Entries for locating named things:
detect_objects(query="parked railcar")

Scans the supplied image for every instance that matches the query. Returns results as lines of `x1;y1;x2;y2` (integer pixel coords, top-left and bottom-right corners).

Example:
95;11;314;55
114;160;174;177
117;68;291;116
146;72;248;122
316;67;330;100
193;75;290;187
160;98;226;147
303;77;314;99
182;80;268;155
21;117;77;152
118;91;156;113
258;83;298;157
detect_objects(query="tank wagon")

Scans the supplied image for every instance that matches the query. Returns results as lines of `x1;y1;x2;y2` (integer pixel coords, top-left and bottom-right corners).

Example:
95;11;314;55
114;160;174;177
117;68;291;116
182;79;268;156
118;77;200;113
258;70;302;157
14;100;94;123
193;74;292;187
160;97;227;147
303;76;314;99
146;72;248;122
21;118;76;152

* [AIM OF THE EXERCISE] Convert every line of the listing above into a JSON list of strings, one string per line, omitting blank lines.

* [SOLVED EXERCISE]
[
  "detect_objects(query=\"parked railcar\")",
  "Scans the supplied image for every instance that matches the query. Returns results as lines of `x1;y1;x2;y2` (integer pixel coords, top-left and bottom-right corners).",
  "Example:",
  "95;11;314;55",
  "114;160;174;177",
  "117;68;291;116",
  "146;72;248;122",
  "316;67;330;100",
  "193;75;290;187",
  "160;98;226;147",
  "303;77;314;99",
  "182;80;268;155",
  "21;117;77;152",
  "118;91;156;113",
  "258;83;298;157",
  "detect_objects(query=\"tank wagon\")",
  "Scans the supplied image for every instance that matches the query. Returns results as lines of `x1;y1;x2;y2` (integer pixel coords, top-left and bottom-right corners).",
  "Example:",
  "95;11;314;55",
  "114;160;174;177",
  "117;68;291;116",
  "182;79;268;156",
  "118;77;200;113",
  "258;70;302;157",
  "14;100;94;123",
  "193;74;292;187",
  "160;97;227;147",
  "303;76;314;99",
  "146;72;248;122",
  "21;118;76;152"
]